=== Exercise requirements ===
Nothing but the text belongs in the answer: the listing below, copied exactly, without pictures.

--- Recorded information ---

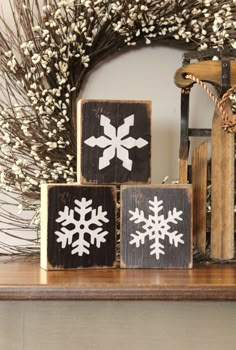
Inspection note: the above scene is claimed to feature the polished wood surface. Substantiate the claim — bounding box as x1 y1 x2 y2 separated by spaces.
0 257 236 300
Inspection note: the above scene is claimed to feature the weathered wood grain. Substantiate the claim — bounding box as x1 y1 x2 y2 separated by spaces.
211 104 234 259
120 185 192 269
40 184 117 270
179 159 188 184
192 141 208 252
77 99 151 185
174 60 236 88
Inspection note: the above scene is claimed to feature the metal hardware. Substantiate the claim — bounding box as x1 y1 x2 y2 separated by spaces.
221 59 231 96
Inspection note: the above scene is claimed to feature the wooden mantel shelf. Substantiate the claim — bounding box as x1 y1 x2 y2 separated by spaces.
0 257 236 301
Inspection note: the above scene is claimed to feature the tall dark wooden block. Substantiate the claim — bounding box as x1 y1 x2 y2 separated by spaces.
77 99 151 184
40 184 116 270
120 185 192 269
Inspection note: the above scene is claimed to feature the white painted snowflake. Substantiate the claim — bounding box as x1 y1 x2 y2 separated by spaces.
84 114 148 171
129 196 184 260
55 197 109 256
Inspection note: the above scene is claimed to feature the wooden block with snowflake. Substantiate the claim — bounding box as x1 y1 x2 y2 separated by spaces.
120 185 192 269
40 184 117 270
77 99 151 185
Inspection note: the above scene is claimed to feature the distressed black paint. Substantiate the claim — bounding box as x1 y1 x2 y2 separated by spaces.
121 185 192 269
79 100 151 184
46 185 116 269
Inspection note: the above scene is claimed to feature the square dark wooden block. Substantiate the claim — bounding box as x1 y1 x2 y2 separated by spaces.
120 185 192 268
77 99 151 185
40 184 116 270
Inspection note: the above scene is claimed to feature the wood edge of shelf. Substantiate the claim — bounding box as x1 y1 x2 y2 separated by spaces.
0 285 236 301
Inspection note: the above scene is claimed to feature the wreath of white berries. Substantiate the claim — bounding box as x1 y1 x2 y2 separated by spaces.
0 0 235 254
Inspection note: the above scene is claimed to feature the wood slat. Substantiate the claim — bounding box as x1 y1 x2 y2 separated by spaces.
179 159 188 184
192 141 208 252
211 103 235 259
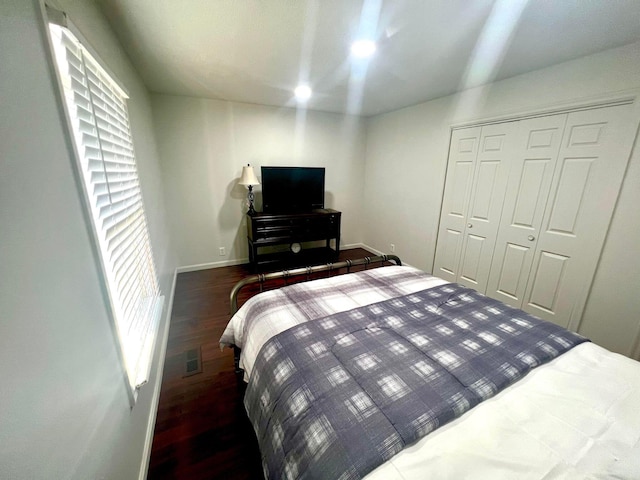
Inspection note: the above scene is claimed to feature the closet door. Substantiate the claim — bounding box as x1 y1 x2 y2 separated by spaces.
433 127 481 283
486 114 567 307
522 104 636 329
456 123 515 292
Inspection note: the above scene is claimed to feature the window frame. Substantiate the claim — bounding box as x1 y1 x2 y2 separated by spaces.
44 6 164 407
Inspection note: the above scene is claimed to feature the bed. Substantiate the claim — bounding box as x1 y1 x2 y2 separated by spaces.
220 257 640 480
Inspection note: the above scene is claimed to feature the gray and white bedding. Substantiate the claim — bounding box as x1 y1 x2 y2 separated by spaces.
220 266 640 480
220 266 448 380
243 283 586 480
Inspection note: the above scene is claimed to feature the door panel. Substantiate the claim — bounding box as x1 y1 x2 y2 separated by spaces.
456 123 516 292
469 161 499 221
527 128 558 149
439 229 463 276
567 122 606 146
527 251 569 313
546 158 593 235
486 115 567 307
449 162 474 217
459 234 485 284
495 243 530 299
433 128 481 282
523 104 636 329
512 159 549 228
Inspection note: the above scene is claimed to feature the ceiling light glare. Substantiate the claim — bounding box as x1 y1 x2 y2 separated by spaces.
351 40 376 58
294 84 312 102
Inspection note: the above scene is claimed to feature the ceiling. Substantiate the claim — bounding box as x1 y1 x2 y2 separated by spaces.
97 0 640 117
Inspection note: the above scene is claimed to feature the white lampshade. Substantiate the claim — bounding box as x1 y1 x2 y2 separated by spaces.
239 165 260 186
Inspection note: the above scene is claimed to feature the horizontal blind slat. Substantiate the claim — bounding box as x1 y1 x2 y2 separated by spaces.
108 224 145 264
88 83 128 119
119 261 148 316
116 244 148 312
97 137 134 155
110 218 146 266
103 205 144 245
92 108 130 133
101 197 142 230
87 158 137 172
96 117 132 142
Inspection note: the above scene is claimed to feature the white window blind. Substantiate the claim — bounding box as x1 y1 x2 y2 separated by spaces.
49 22 163 400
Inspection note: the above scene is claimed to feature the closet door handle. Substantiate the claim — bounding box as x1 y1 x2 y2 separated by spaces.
467 223 473 228
528 235 535 241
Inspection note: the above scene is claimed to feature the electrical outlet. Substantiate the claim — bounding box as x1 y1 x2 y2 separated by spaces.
390 244 395 253
219 247 226 256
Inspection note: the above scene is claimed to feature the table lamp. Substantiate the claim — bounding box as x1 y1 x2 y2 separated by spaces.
239 164 260 214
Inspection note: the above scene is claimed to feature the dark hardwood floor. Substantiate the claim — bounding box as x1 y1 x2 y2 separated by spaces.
147 248 380 479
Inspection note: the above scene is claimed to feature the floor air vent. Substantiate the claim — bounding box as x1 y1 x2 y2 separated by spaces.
183 346 203 377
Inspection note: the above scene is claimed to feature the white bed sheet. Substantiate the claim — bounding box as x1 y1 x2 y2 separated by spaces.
222 266 640 479
365 342 640 479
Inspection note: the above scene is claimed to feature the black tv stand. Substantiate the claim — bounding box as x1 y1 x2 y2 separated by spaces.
247 209 341 271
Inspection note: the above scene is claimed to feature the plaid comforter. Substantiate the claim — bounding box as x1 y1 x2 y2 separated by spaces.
221 266 448 380
244 283 587 480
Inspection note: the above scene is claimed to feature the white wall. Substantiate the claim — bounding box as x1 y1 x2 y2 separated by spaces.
363 41 640 358
151 95 366 267
0 1 175 478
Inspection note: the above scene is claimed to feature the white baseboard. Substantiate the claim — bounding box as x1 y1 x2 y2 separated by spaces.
138 269 178 480
356 243 386 256
176 257 249 273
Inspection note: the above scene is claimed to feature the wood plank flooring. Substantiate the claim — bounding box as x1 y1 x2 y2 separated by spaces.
148 248 380 479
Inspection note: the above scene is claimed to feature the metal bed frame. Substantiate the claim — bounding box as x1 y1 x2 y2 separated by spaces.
228 254 403 374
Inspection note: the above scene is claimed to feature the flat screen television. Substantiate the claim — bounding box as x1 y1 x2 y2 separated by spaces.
261 166 325 213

---

=== Output of the task ===
Inspection note: the above scene is claimed to feature the polished wood surface. Substantiate the claim — bounding box as x1 y1 x2 y2 separated by spaces.
0 257 236 300
Inspection note: the above scene is claimed to feature the weathered wood grain. Substantiate the claim — bounding box as x1 y1 x2 y2 separated by spaces.
211 104 234 259
120 185 192 269
40 184 117 270
179 159 188 184
192 141 208 252
77 99 151 185
174 60 236 88
Inspection note: the above scene is claimed to feature the metal hardware. Substantiate the claim — bounding box as x1 y1 x2 y2 separated by spaces.
221 59 231 96
Inspection note: the above scene is claimed to feature the wooden mantel shelf. Substantiate the claim — bounding box as x1 y1 x2 y2 separated by spaces.
0 257 236 301
Inspection note: the above scene is claimed to feature the tall dark wooden block. Substantiate the claim — bounding box as x1 y1 x2 y2 separated by spaces.
77 99 151 184
40 184 116 270
120 185 192 269
Inspection note: the above scene is claimed to feature the white painted snowflake. Substantiate the claim — bounding box as x1 y1 x2 y2 separated by spaces.
84 114 148 171
129 196 184 260
55 197 109 256
Inspection note: the above scene is claimed to feature the wooden block with snowflake. Substantiate the claim — bounding box as x1 y1 x2 y2 separated by spaces.
120 185 192 269
40 184 117 270
77 99 151 185
Inspection note: the above scene is claimed to feature the distressed black paint. Substantiate the claim — bounding box as x1 y1 x2 y2 separated by spaces.
121 185 192 269
79 100 151 184
46 185 116 269
Inspection note: the above scene is claimed to feature the square dark wooden block. Substantiate the claim — bounding box as x1 y1 x2 y2 separated by spaces.
120 185 192 268
77 99 151 185
40 184 116 270
Inspection note: the above scene is claimed to feature the wood edge of shelf. Substantiate the claim — bounding box as x1 y1 x2 y2 separated by spaces.
0 285 236 301
Inspection note: the above scene is claimed to feature the wreath of white berries. Substantiate the claim — bounding box as x1 y1 x2 y2 separated by spaces.
0 0 235 254
Inspection note: the above scene is claimed to feature the wood slat. Substantiate the claim — bounding box as x1 y1 x2 y2 separated by spaces.
179 159 188 184
192 141 208 252
211 103 235 259
Inspection note: the above scene is claimed to feature the closet door. Substantiate the claim — bounding box as x1 y1 x2 y2 separated by spaces.
433 127 481 283
486 114 567 307
522 104 636 329
456 123 515 292
Inspection note: the above scene is claimed to feature the window frame. Substantiate the claim — bounding box as x1 y1 x2 y2 separated by spaces.
44 6 164 407
Inspection note: the above scene is claimed to feature the bed. Substantiate the claim — bounding box as x1 y1 x2 y2 separated by spaces.
220 257 640 480
Inspection note: the above scene is claimed to feature the gray and white bedding. Substantiate the claim — bounding box as x1 y1 x2 y2 separated by spaces.
220 266 640 480
220 266 448 380
243 283 586 480
Inspection note: the above scene is claimed to feature the door panel. Substantiate the claim — bounding box as x1 y1 x2 y2 separated by spaces.
456 123 516 292
469 161 499 221
527 128 558 149
439 229 463 276
567 122 606 146
527 251 569 313
546 158 593 235
486 115 567 307
449 162 474 217
459 234 485 284
495 243 530 299
433 128 481 282
523 104 636 329
512 159 549 228
Inspection note: the above scene is claimed to feature the ceiling light glare. Substantiate the claim — bounding box as x1 y1 x2 y2 separated by spaces.
351 40 376 58
294 84 312 102
Inspection note: the above scene is claimed to feature the ceiling. Substantiate the claim — bounding box as x1 y1 x2 y2 separated by spaces.
97 0 640 117
Inspection note: the above scene is claimed to feature the white lampshade. Substantiate the claim — bounding box as x1 y1 x2 y2 separated by spaces.
239 165 260 186
Inspection note: the above scene is claimed to feature the horizontal blind slat. Substantiate the claim — bounding box as x1 y1 x2 y2 separated by spaces.
108 224 145 264
88 83 128 119
119 261 148 316
116 244 148 312
97 137 134 155
110 218 146 266
103 205 144 245
92 108 130 133
101 197 142 230
87 158 137 172
96 117 132 142
Inspection note: the above scene is claimed to feature the white window blind. Substantiate the claim — bounding box as x1 y1 x2 y2 separated by spaces.
49 22 163 400
Inspection note: the above scene is claimed to feature the closet door handle. Substantiate the claim — bounding box as x1 y1 x2 y2 separated by spaces.
467 223 473 228
528 235 535 241
Inspection note: the above scene is claimed to feature the electrical outlet. Substantiate the claim — bounding box as x1 y1 x2 y2 separated by spaces.
390 244 395 253
219 247 226 256
Inspection note: the above scene is claimed to feature the table lamp. Substantiate the claim — bounding box as x1 y1 x2 y2 separated by spaces.
239 164 260 214
Inspection note: the above scene is claimed to feature the dark hardwood floor. Substantiate the claim — bounding box as x1 y1 x2 y2 separated by spaces.
147 248 380 479
Inspection note: the above scene is claimed to feature the floor air vent. Substantiate the claim — bounding box as x1 y1 x2 y2 separated by spaces.
183 346 203 377
Inspection note: the above scene is claimed to feature the white bed sheet. Substantiate the claim — bounding box as x1 y1 x2 y2 separated by spaces.
222 266 640 479
365 342 640 479
Inspection note: the above scene is claimed to feature the black tv stand. Substantiate the claim — bounding box as x1 y1 x2 y2 separated by spaces.
247 209 341 271
Inspection note: the above scene is claimed to feature the plaid comforter. Substantiate the claim — bounding box as x1 y1 x2 y2 separated by spaces.
221 266 448 380
244 283 587 480
Inspection note: the above scene is claimed to feature the white wall. Substantiate the claim — bounding box as x1 y1 x2 y2 separated by spaces.
363 41 640 358
151 95 366 267
0 1 175 478
Inspection note: the above scene is claimed to feature the white baseboard. Substantiate the claim — bounding box as x1 y1 x2 y2 separated by spaces.
138 269 178 480
356 243 386 256
176 257 249 273
Inspection note: the above scene is claimed to feature the wood plank flooring. Substantiate the claim — bounding box as x1 y1 x2 y2 separated by spaces.
148 248 380 479
Inspection note: the above scene is claimed to feature the metal bed frame. Substantiate the claim — bounding box as x1 y1 x2 y2 separated by spaces.
228 254 403 374
Inspection note: the above scene is claimed to feature the flat screen television. Substantiate the claim — bounding box as x1 y1 x2 y2 separated by spaces.
261 166 325 213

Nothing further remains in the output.